[Start of PASSAGE TO READ]

How does this diplomat, then, go about predicting to Belshazzar his own death? The scene in the text is quite detailed (5:13-31), and Daniel is prudent, discreet, and respectful. He even took it upon himself to remind Belshazzar of his father's repentance (his father was Nebuchadnezzar). It seems to me from the text that Daniel not only desired Belshazzar's repentance but was trying to nudge him toward it. The text is silent as to what effect that had on the king, but before he dies, something quite remarkable has transpired in the banquet hall. The king could have had Daniel's head on a platter for predicting his death. Instead, the king clothes Daniel in royal purple, puts a gold chain around his neck, and proclaims him third highest ruler in the kingdom!

We might want to imagine how one of the prophets might have spoken to the king, given the same situation! Some might argue, well, what did you expect, this was the king and so Daniel was just looking out for himself. I don't think so. We have indications that Daniel's style of public communication was consistent.

Of political astrologers and political enemies


During one tense political period in the royal court, Daniel intervenes to save the political astrologers from a death sentence handed down by the king (2:1-47). This is not the attitude of someone who had been merely tolerating this colleagues. Granted, the narrative explains that Daniel's life, too, was on the line (as a member of the wise, not as an astrologer). I could imagine, however, that if he were merely tolerating the astrologers, the king's edict would have given Daniel a perfect opportunity to deconstruct their religious beliefs, and even offer personal testimony that he never relied on astrology for advice.

Such an approach would, I think, have afforded Daniel at least some criterion for trying to talk King Nebuchadnezzar out of the executing him with the astrologers. But Daniel doesn't go there. Instead, he and his three Jewish friends pray for a way out, including for the astrologers (2:18, 24). That act of prayer took a strong faith, because, as everyone in the story has rightly remarked, the king is asking for the kind of insight that is literally impossible for any human being to ever have. God, however, gives Daniel insight, the king is astounded, and he makes Daniel ruler over the entire province of Babylon and over all the wise men (2:48).Somewhat like Jesus before Pilot before his death, Daniel remains silent.

Of that story, we might say Daniel only took that approach because the astrologer were not, in principle, his political enemies (nothing in the book indicates they were). The deceitful policy of the envious officials to trap Daniel into being executed (the story of the lion's den), however, is clearly the work of his political enemies. It's a curious narrative (6:1-23), not only because in the end the tables get turned and it is Daniel's political enemies who can't survive the hungry lions. We do not know if he asked the king to spare their lives. Perhaps he did.

At any rate, the text suggests that the decision about the his political enemies was taken completely out of Daniel's hands by the king, who rather abruptly orders their execution. We might want to conclude that Daniel asked the king to put them to death. I don't think so. There is nothing in the entire book even to suggest that Daniel may have copped that attitude, even in an exceptional moment, as this one certainly was. Further, the text does not even denote the most obvious defense. Daniel does not explain to the king – the one who will execute the judgment on him – why the law was deceitfully developed and aimed at him (Daniel) personally. Instead, when Daniel learns of the law, he prays (6:10). Somewhat like Jesus before Pilot before his death, Daniel remains silent.

Esprit de corps


Although it is true from the text, and more than implied, that Daniel was gifted by God, trusted in God to the nth degree, and was saved by God, that does not detract from the fact that those who were trained professionals in the wisdom tradition to serve the royal court had an esprit de corps amongst themselves, which Daniel, as a career insider, quite naturally participated in. It would be equivalent to the insider solidarity enjoyed by the equivalent of high-level officials and advisors today, such as those serving in the White House or those who are fellows of political think tanks and so on.

[End of PASSAGE TO READ]
[Start of MATERIAL]

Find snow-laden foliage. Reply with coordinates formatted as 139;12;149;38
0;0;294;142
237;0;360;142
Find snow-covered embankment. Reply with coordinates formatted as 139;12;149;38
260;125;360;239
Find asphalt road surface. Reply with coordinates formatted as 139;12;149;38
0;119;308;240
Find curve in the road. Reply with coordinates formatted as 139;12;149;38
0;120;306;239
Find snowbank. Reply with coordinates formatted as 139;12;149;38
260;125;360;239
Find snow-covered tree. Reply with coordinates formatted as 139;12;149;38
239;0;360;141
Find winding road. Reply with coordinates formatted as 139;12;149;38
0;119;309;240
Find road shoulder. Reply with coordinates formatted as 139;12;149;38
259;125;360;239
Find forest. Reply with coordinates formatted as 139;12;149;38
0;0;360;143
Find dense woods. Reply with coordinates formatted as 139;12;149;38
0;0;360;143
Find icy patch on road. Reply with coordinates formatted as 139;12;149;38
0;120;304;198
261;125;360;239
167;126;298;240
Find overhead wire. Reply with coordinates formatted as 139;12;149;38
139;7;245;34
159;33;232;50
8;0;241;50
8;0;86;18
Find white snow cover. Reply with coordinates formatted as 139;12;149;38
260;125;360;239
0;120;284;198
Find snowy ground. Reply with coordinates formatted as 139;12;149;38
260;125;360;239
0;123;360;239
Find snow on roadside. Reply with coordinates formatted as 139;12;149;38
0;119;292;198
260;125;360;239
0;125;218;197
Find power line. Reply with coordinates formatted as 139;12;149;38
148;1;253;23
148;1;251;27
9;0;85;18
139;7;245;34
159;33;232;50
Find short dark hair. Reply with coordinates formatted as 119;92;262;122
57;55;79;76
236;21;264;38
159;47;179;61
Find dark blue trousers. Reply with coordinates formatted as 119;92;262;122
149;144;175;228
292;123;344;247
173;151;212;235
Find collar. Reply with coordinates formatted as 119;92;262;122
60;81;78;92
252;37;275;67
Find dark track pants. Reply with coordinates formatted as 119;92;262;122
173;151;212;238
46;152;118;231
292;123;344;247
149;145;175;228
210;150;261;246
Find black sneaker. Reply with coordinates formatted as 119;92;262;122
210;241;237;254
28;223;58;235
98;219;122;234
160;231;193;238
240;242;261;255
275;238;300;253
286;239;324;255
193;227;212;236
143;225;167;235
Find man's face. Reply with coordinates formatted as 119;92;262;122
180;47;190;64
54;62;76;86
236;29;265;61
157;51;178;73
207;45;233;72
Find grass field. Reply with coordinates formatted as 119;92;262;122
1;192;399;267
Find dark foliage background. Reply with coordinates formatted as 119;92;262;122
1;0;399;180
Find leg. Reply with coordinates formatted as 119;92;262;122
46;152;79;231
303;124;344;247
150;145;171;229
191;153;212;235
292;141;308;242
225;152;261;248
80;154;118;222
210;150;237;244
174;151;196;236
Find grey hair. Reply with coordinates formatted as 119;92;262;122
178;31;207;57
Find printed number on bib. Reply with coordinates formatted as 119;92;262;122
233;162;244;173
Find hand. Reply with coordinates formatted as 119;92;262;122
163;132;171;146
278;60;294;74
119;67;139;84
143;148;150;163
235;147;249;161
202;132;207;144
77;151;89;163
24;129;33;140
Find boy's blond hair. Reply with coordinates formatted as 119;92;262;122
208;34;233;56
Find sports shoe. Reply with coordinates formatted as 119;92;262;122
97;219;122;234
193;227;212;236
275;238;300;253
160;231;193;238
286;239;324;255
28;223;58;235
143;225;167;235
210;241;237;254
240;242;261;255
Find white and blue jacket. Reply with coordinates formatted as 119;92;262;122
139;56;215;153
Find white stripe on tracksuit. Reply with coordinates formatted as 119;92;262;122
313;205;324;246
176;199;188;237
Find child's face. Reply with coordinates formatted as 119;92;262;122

[End of MATERIAL]

▸ **STATED EXERCISE**
Can you repeat the passage on Daniel word for word, starting with "How does this" and going on through "in the kingdom!"? The rows have no connection to the passage on Daniel.

▸ **TASK SOLUTION**
How does this diplomat, then, go about predicting to Belshazzar his own death? The scene in the text is quite detailed (5:13-31), and Daniel is prudent, discreet, and respectful. He even took it upon himself to remind Belshazzar of his father's repentance (his father was Nebuchadnezzar). It seems to me from the text that Daniel not only desired Belshazzar's repentance but was trying to nudge him toward it. The text is silent as to what effect that had on the king, but before he dies, something quite remarkable has transpired in the banquet hall. The king could have had Daniel's head on a platter for predicting his death. Instead, the king clothes Daniel in royal purple, puts a gold chain around his neck, and proclaims him third highest ruler in the kingdom!